• Listed entries:
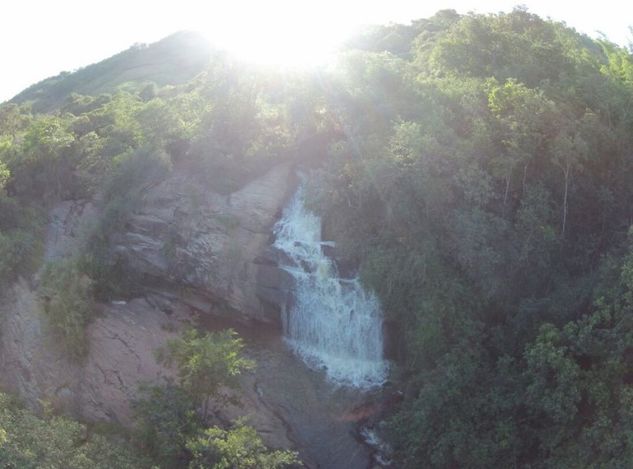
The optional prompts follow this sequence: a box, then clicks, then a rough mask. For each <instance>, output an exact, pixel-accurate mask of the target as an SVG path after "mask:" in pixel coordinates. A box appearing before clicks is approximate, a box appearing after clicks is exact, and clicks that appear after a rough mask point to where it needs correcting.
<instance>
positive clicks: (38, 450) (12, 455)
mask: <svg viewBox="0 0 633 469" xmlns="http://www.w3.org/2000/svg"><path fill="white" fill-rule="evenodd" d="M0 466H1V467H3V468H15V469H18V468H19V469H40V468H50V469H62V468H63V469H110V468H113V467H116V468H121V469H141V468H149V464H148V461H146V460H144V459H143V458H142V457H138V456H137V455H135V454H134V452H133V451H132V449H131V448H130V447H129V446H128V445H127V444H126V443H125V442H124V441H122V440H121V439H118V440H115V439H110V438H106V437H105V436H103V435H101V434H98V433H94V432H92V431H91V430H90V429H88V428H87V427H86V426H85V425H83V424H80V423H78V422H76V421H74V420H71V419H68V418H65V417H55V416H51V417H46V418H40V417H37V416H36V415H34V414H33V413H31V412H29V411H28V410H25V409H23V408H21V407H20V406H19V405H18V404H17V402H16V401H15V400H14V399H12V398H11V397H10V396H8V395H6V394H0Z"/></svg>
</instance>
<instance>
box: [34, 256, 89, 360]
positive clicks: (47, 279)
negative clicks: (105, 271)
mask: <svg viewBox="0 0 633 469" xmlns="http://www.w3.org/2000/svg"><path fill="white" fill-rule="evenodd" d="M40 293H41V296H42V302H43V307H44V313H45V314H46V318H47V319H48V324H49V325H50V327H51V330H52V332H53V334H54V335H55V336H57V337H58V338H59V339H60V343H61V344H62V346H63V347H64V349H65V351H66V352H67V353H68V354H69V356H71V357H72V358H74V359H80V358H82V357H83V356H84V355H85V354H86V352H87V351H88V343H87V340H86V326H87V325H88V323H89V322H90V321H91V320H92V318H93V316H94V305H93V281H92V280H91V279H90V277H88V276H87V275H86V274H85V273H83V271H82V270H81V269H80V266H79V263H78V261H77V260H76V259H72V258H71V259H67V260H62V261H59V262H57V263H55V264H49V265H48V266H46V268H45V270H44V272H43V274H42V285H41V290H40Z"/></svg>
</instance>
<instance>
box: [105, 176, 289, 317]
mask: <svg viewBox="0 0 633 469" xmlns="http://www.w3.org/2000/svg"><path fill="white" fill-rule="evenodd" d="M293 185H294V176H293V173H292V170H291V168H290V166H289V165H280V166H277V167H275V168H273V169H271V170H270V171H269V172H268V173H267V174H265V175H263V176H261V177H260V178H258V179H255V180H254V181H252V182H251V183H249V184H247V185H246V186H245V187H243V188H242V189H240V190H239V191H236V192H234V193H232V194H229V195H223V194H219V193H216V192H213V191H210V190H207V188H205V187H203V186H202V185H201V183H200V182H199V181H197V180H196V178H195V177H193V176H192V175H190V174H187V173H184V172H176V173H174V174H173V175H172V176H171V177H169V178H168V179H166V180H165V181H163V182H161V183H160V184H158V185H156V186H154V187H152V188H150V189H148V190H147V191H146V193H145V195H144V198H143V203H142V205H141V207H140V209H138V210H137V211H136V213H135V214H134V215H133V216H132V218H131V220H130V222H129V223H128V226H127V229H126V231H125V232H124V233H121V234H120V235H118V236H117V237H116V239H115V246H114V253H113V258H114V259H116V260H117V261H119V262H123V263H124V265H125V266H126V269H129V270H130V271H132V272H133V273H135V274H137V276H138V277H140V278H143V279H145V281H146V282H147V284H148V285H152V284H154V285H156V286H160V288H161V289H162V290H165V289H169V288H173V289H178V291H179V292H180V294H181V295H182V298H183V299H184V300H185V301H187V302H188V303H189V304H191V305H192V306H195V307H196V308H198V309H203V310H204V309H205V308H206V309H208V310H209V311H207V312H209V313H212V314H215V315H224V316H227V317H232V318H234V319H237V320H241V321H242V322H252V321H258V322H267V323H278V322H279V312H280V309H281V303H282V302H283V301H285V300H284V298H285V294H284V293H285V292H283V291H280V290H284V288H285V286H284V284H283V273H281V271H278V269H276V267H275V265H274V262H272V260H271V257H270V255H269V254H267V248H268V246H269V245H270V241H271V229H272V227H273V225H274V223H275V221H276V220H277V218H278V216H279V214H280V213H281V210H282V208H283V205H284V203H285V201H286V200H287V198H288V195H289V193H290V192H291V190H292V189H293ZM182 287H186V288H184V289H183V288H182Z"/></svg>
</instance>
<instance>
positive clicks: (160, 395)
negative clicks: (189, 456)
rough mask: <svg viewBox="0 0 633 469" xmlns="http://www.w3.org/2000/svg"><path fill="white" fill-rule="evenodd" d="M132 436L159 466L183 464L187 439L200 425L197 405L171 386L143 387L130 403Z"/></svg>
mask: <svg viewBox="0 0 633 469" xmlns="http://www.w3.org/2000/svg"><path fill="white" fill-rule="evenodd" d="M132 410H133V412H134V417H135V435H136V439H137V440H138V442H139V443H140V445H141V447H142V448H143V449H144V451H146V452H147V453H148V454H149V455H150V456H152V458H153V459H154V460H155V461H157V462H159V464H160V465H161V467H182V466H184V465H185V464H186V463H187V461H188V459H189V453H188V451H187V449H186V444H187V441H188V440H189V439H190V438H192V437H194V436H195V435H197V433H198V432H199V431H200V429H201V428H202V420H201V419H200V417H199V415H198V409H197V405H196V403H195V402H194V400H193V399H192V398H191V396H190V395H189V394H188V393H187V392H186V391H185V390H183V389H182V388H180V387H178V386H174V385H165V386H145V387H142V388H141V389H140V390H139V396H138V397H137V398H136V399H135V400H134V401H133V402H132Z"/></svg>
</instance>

• Work required:
Retype the entire listing above character for character, leaving out the picture.

• Answer below:
The optional prompts follow this sequence: a box, then clicks, then a rough mask. For each <instance>, output an exact, pixel-accurate mask of the target as an SVG path after "mask:" in pixel coordinates. A box appearing before clicks is approximate, a box appearing after clicks is exact, and clicks that appear after a rough mask point to where it needs correcting.
<instance>
positive clicks: (38, 450) (12, 455)
mask: <svg viewBox="0 0 633 469" xmlns="http://www.w3.org/2000/svg"><path fill="white" fill-rule="evenodd" d="M0 466H1V467H3V468H15V469H18V468H19V469H40V468H50V469H62V468H63V469H110V468H113V467H116V468H121V469H141V468H149V464H148V461H146V460H144V459H143V458H142V457H138V456H137V455H135V454H134V452H133V451H132V449H131V448H130V447H129V446H128V445H127V444H126V443H125V442H124V441H122V440H121V439H118V440H115V439H110V438H106V437H105V436H103V435H101V434H98V433H94V432H92V431H91V430H90V429H88V428H87V427H86V426H85V425H83V424H80V423H78V422H76V421H74V420H71V419H68V418H65V417H55V416H51V417H46V418H40V417H37V416H36V415H34V414H33V413H31V412H29V411H28V410H25V409H23V408H21V407H20V406H19V405H18V404H17V402H16V401H15V400H14V399H12V398H11V397H10V396H8V395H6V394H0Z"/></svg>
</instance>
<instance>
box: [34, 256, 89, 360]
positive clicks: (47, 279)
negative clicks: (105, 271)
mask: <svg viewBox="0 0 633 469" xmlns="http://www.w3.org/2000/svg"><path fill="white" fill-rule="evenodd" d="M40 293H41V296H42V302H43V307H44V313H45V314H46V318H47V319H48V324H49V325H50V327H51V330H52V332H53V334H54V335H55V336H57V337H58V338H59V339H60V343H61V344H62V346H63V347H64V349H65V351H66V352H67V353H68V354H69V356H71V357H72V358H74V359H80V358H82V357H83V356H84V355H85V354H86V352H87V351H88V343H87V340H86V326H87V325H88V323H89V322H90V321H91V320H92V318H93V316H94V305H93V281H92V280H91V279H90V277H88V276H87V275H86V274H85V273H83V271H82V270H81V269H80V266H79V263H78V261H77V260H76V259H72V258H71V259H67V260H62V261H59V262H57V263H55V264H49V265H48V266H46V268H45V270H44V272H43V274H42V285H41V290H40Z"/></svg>
</instance>
<instance>
box: [105, 176, 289, 317]
mask: <svg viewBox="0 0 633 469" xmlns="http://www.w3.org/2000/svg"><path fill="white" fill-rule="evenodd" d="M293 185H294V176H293V173H292V170H291V168H290V166H289V165H280V166H277V167H275V168H273V169H271V170H270V171H269V172H268V173H267V174H265V175H263V176H261V177H260V178H258V179H255V180H254V181H252V182H251V183H249V184H247V185H246V186H245V187H243V188H242V189H240V190H239V191H236V192H234V193H232V194H229V195H223V194H219V193H216V192H213V191H210V190H207V188H205V187H203V186H202V185H201V183H200V182H199V181H197V180H196V178H195V177H193V176H192V175H190V174H187V173H184V172H176V173H174V174H173V175H172V176H171V177H169V178H168V179H166V180H165V181H163V182H161V183H160V184H158V185H156V186H154V187H152V188H150V189H148V190H147V191H146V193H145V195H144V198H143V203H142V205H141V207H140V209H138V210H137V211H136V213H135V214H134V215H133V216H132V218H131V220H130V222H129V223H128V226H127V229H126V231H125V232H124V233H121V234H120V235H118V236H117V237H116V239H115V246H114V253H113V258H114V259H116V260H117V261H119V262H123V263H124V265H125V266H126V269H129V270H130V271H132V272H133V273H135V274H137V276H138V277H140V278H143V279H145V281H146V282H147V284H148V285H152V284H154V285H156V286H160V288H161V289H162V290H165V289H169V288H173V289H178V291H179V292H180V294H181V295H182V298H183V299H184V300H185V301H187V302H188V303H189V304H191V305H192V306H195V307H196V308H198V309H203V310H204V309H205V308H206V309H208V310H209V311H207V312H209V313H212V314H215V315H224V316H227V317H232V318H234V319H237V320H241V321H242V322H252V321H258V322H267V323H278V322H279V312H280V309H281V303H282V302H283V301H285V300H284V298H285V294H284V293H285V292H283V291H280V290H284V288H285V286H284V284H283V273H281V271H278V269H276V267H275V265H274V262H272V260H271V257H270V255H269V254H267V248H268V246H269V245H270V241H271V229H272V227H273V225H274V223H275V221H276V220H277V218H278V216H279V214H280V213H281V210H282V208H283V205H284V203H285V201H286V200H287V198H288V195H289V193H290V192H291V190H292V189H293ZM182 287H186V288H184V289H183V288H182Z"/></svg>
</instance>
<instance>
positive clicks: (160, 395)
negative clicks: (189, 456)
rough mask: <svg viewBox="0 0 633 469" xmlns="http://www.w3.org/2000/svg"><path fill="white" fill-rule="evenodd" d="M132 436L159 466L183 464L187 439L200 425L197 405L171 386L143 387L130 403Z"/></svg>
mask: <svg viewBox="0 0 633 469" xmlns="http://www.w3.org/2000/svg"><path fill="white" fill-rule="evenodd" d="M132 410H133V412H134V417H135V435H136V439H137V440H138V442H139V443H140V445H141V447H142V448H143V449H144V451H146V452H147V453H148V454H149V455H150V456H152V458H153V459H154V460H155V461H157V462H159V464H160V465H161V467H182V466H184V465H185V464H186V463H187V461H188V459H189V453H188V451H187V449H186V444H187V441H188V440H189V439H190V438H192V437H194V436H195V435H197V433H198V432H199V431H200V429H201V428H202V420H201V419H200V417H199V415H198V409H197V405H196V403H195V402H194V400H193V399H192V398H191V396H190V395H189V394H188V393H187V392H186V391H185V390H183V389H182V388H180V387H178V386H174V385H165V386H145V387H142V388H141V389H140V390H139V396H138V397H137V398H136V399H135V400H134V401H133V402H132Z"/></svg>
</instance>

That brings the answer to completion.